The request: Please render the lines of the material from the line containing "Kindly provide the" up to and including the line containing "An instance may appear in several separate parts, each" as a JSON list of strings, one string per line, with blank lines left out.

Mask labeling samples
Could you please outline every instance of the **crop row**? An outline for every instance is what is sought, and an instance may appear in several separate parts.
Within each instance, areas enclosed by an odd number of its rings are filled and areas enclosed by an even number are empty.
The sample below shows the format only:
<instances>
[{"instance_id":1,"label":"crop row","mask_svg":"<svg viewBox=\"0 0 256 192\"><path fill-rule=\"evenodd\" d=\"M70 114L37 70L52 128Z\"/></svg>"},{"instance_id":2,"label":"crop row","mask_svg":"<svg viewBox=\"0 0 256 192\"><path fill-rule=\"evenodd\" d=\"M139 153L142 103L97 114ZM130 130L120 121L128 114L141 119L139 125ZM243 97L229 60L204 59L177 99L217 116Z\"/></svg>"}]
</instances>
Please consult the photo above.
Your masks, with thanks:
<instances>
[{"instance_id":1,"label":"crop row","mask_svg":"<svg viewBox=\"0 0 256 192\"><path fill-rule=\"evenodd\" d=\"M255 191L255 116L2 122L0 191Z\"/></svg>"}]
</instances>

---

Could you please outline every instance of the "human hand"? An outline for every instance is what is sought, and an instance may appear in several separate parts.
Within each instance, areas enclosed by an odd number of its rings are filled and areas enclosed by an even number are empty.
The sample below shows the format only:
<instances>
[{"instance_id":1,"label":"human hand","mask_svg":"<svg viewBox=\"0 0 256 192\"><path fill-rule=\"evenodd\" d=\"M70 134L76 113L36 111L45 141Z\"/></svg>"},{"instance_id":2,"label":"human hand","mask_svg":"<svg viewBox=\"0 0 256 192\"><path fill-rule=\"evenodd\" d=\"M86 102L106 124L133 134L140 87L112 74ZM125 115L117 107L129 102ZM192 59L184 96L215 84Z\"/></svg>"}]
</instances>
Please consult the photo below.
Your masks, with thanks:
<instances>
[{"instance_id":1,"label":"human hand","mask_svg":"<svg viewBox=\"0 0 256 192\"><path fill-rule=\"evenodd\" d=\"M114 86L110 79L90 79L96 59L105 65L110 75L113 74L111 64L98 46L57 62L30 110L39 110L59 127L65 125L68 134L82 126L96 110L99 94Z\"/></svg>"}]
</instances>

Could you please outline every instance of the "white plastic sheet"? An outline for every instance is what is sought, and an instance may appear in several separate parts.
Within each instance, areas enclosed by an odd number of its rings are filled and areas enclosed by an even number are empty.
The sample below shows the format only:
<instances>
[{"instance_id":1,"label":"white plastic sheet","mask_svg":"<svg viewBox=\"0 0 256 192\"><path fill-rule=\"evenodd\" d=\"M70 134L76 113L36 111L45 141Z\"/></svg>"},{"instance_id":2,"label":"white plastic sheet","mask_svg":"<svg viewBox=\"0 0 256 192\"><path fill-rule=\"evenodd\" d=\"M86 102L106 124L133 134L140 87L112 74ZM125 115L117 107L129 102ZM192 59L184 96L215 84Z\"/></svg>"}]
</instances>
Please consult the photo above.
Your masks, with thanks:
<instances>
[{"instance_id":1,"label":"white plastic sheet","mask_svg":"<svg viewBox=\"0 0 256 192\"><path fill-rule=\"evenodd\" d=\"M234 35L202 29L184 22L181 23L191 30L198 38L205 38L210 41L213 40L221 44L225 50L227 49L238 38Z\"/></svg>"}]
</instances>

---

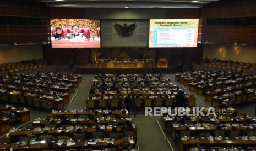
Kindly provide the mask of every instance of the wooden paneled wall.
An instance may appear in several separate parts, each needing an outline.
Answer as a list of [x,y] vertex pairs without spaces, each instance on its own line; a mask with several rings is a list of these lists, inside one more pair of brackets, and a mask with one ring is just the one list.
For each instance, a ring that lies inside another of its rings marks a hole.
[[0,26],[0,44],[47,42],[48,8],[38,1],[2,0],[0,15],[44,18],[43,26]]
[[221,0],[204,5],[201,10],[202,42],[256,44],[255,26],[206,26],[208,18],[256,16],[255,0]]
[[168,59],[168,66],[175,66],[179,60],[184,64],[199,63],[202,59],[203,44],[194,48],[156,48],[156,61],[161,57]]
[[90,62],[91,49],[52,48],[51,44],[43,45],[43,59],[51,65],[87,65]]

Response:
[
  "Kindly provide the mask of every instance of the wooden paneled wall.",
  "An instance may appear in several separate parts, each needing an outline."
]